→ **Texto de origen**
# # # # # # #
Un rincón especial

Los Chopos es mucho más que un paisaje. Es punto de encuentro de devociones, de visitas, de anhelos y un lugar para curiosos visitantes ocasionales ávidos por comprobar si lo oído y leído sobre el lugar es cierto

05 mar 2017 / 11:18 H.

Llegar a Los Chopos, pedanía de Castillo de Locubín, no resulta complicado, con la salvedad de estar situado en un valle rodeado de montañas que sobrepasan los mil metros de altura. Las cimas ofrecen la gran ventaja de regalar unas vistas maravillosas. Las ubicadas al norte permiten disfrutar del paisaje que va desde La Pandera, a través de la Sierra Ahíllos, hasta divisar la Campiña cordobesa y las estribaciones de la Subbética. Las crestas más al sur sorprenden a nuestra mirada con la silueta monumental de Alcalá la Real y, al fondo, la majestuosidad de Sierra Nevada colmada del manto blanco de la nieve. La mejor —y casi única— manera de llegar, si se quiere hacer el viaje en coche, aun siendo territorio castillero, es por tierras alcalaínas. En la carretera que conduce de Alcalá la Real a La Rábita, pasando por Las Grajeras y San José, a la altura de un diseminado llamado Las Mimbres, nos encontramos una pequeña ermita pulcramente conservada, primorosamente pintada de blanco y refugio para una cruz profusamente engalanada. Este será el punto de partida de mi viaje. Para muchos de los que van a Los Chopos por devoción, es esta ermita parada obligada, cual si fuese un timbre imaginario que avisa de la visita. Mientras subo la ladera del puerto de montaña por una serpenteante cuesta, pienso que vuelvo a Los Chopos después de casi 40 años. No se trata solo de una escapada viajera; supone también retornar, en cierta forma, a uno de los lugares de mi memoria donde habitan mil y un recuerdos. La carretera, ahora asfaltada, pero hasta pocas décadas un mero carril de tierra —más tarde entenderán el porqué de esta apreciación—, es estrecha y sinuosa.
# # # # # # #
→ **Material proporcionado**

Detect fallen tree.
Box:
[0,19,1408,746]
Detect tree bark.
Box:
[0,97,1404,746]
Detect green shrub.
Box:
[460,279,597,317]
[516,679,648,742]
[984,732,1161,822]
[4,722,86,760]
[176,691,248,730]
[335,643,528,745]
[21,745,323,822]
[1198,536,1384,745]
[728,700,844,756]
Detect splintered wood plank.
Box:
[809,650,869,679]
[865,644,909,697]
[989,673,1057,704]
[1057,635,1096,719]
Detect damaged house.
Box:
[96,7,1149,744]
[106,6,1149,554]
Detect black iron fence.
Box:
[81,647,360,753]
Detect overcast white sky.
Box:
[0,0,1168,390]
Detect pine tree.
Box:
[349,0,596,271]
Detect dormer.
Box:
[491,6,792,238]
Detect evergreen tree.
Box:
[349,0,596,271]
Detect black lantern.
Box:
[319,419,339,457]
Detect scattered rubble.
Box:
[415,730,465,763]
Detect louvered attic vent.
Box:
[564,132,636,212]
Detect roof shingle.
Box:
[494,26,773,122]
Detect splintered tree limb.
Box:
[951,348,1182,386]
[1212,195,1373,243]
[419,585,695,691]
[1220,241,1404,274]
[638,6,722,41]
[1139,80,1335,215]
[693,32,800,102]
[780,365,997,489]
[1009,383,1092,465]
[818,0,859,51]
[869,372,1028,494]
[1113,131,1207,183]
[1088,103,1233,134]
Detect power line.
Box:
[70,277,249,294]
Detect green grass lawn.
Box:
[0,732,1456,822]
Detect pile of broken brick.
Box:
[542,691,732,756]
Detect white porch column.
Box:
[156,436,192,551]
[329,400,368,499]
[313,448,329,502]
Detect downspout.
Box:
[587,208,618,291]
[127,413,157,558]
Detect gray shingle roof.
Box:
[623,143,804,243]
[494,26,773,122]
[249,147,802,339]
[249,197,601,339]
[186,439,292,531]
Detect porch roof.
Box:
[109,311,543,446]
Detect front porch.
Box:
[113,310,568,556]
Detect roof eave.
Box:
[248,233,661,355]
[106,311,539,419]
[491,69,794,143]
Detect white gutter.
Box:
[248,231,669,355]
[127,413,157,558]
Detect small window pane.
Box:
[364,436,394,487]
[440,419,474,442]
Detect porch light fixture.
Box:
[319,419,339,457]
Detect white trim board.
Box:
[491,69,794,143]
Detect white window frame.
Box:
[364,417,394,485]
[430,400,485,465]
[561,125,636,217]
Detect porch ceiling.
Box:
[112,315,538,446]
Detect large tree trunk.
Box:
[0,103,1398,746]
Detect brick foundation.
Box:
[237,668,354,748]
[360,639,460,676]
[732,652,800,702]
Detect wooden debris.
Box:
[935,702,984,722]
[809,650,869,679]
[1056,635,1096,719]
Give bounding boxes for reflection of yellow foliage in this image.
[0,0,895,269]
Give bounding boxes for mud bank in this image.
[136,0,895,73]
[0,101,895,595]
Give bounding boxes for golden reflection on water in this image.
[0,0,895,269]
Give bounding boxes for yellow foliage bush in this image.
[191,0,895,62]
# # # # # # #
→ **Tareas propuestas**
1 - Responde a estas preguntas a partir del texto sobre Los Chopos:
(a) ¿De qué municipio es pedanía Los Chopos?
(b) ¿Qué se ve al fondo desde las crestas situadas más al sur?
(c) ¿Cuánto tiempo hacía que quien narra no volvía a Los Chopos?
2 - Según el texto sobre Los Chopos, ¿por qué el viaje de quien narra no es solo una escapada viajera? Explícalo en una a tres oraciones.
3 - Reanuda el texto sobre Los Chopos justo después de su última oración y continúa el relato.

→ **Respuestas**
1 -
(a) De Castillo de Locubín.
(b) Sierra Nevada, cubierta por el manto blanco de la nieve.
(c) Casi 40 años.

2 - Porque supone también volver, en cierta forma, a uno de los lugares de su memoria donde habitan mil y un recuerdos. Además, regresa a Los Chopos después de casi 40 años.

3 -
Discurre entre un olivar de montaña, cuna de excelentes aceites. La recolección de la cosecha aquí finalizó y las tareas ahora se centran en podar y abonar los árboles. Casi al coronar el puerto, se yergue, imponente, una torre vigía de construcción árabe, vestigio majestuoso de la grandeza de al-Ándalus. Me cruzo con una partida de cazadores con sus perros y escopetas, más adelante unos deportistas; los amantes de la bicicleta de montaña tienen aquí un perfecto trazado por el que disfrutar. Una vez coronado el puerto, en una bajada pronunciada, me detengo para contemplar con perspectiva esa hondonada impresionante donde un grupo de casas salpicadas hace las veces de cuadro impresionista moteado de casas blancas, perfectamente encaladas, sobre fondo de verde olivo y los almendros en flor. Si no fuese por una dentellada enorme en la montaña, fruto de una explotación de áridos que hoy parece abandonada, podría decir que aquí, en este rincón de las profundidades de la Sierra Sur, no ha pasado el tiempo. Todo sigue igual que lo recordaba de pequeño.

Los Chopos es mucho más que un paisaje. Es punto de encuentro de devociones, de visitas, de anhelos; también lugar para curiosos visitantes ocasionales ávidos por saber y comprobar si lo oído y leído de este sitio es cierto.

Al que llega por primera vez pudiera parecerle que el centro neurálgico, el edificio más importante de este grupo de apenas 40 casas, es su pequeña y coqueta ermita. Y no, el embrión se encuentra apenas cien metros más adelante, justo en un rincón donde la presencia de gran cantidad de flores indica un lugar especial, una construcción que es seña de identidad del núcleo.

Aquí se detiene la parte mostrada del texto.